*WHAT TO WORK ON*:
[1] Reproduce the passage of the article about Spencer Pratt below, starting at "MS NOW reporter" and ending at "rhetoric on immigration.".
[2] According to the article about Spencer Pratt below, what mainly motivated Pratt to run for mayor of Los Angeles?

*TEXT EXCERPT*:

MS NOW reporter Jacob Soboroff hit on a striking comparison between the rhetoric of Los Angeles mayoral candidate Spencer Pratt and that of President Donald Trump.

Soboroff told host Rachel Maddow that Pratt’s motivation to run for office was primarily the loss of his home in the devastating 2025 Palisades Fire. However, Soboroff likened the former reality TV star’s rhetoric on the issue of homelessness to that of Trump’s rhetoric on immigration.

“Spencer Pratt talks about unhoused people and the affordability crisis in Los Angeles, but the way he speaks about unhoused people here in L.A. is just like Donald Trump talks about immigrants in the United States of America,” Soboroff said. “That he wants to round them up and put them into a ‘campus-like facility’ in partnership with the federal government.”

Soboroff added that while Pratt may have many boisterous ideas about how to run the U.S.’s second-largest city, his solutions “sound a lot more like the guy at 1600 Pennsylvania Ave.”

*RECORDS SHOWN*:

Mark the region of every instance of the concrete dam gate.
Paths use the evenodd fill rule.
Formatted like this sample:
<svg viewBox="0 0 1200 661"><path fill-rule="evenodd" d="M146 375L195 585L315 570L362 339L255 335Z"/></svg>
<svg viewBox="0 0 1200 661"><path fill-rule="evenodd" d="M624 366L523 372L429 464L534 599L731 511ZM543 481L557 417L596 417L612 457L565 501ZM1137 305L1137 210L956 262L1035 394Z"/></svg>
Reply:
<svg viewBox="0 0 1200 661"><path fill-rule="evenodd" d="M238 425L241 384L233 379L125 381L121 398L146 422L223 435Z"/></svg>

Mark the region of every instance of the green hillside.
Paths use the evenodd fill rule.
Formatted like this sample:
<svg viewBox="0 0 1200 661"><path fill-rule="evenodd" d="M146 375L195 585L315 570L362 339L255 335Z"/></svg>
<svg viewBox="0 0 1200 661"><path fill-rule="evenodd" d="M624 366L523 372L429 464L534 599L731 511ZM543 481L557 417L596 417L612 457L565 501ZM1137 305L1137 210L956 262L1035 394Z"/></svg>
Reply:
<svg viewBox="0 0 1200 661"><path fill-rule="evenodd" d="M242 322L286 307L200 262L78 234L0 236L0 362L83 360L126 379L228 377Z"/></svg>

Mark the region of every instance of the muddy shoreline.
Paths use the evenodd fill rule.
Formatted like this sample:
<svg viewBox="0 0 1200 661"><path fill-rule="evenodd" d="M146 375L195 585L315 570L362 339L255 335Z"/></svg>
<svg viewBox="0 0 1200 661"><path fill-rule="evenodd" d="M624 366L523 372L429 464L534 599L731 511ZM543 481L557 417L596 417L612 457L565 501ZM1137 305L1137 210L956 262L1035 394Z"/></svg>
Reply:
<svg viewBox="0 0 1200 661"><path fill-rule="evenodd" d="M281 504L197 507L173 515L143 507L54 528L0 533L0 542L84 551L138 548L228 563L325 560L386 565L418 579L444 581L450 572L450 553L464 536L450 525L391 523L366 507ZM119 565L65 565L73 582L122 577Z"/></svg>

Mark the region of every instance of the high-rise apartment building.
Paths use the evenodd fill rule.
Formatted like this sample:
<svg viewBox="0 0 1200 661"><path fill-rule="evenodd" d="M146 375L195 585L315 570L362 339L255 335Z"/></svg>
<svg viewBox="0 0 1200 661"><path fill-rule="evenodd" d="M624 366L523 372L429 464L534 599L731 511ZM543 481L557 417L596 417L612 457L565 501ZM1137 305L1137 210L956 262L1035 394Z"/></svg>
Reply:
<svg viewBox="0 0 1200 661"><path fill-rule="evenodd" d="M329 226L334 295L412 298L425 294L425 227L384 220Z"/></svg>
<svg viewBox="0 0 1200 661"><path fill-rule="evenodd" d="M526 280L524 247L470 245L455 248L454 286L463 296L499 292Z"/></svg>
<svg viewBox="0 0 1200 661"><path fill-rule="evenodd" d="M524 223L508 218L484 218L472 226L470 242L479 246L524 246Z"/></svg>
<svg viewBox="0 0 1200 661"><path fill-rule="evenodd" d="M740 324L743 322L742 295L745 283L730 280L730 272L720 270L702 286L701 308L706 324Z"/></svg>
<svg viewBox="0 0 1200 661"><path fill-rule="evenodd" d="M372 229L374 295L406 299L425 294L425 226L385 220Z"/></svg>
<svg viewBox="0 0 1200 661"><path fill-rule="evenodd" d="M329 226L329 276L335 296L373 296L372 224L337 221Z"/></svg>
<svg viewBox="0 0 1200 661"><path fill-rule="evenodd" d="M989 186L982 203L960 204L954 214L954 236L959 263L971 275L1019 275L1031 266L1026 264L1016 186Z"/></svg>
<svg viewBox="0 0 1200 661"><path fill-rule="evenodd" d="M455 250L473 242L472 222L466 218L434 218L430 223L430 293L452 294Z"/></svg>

*TASK-BY-TASK SOLUTIONS*:
[1]
MS NOW reporter Jacob Soboroff hit on a striking comparison between the rhetoric of Los Angeles mayoral candidate Spencer Pratt and that of President Donald Trump.

Soboroff told host Rachel Maddow that Pratt’s motivation to run for office was primarily the loss of his home in the devastating 2025 Palisades Fire. However, Soboroff likened the former reality TV star’s rhetoric on the issue of homelessness to that of Trump’s rhetoric on immigration.

[2] The loss of his home in the 2025 Palisades Fire.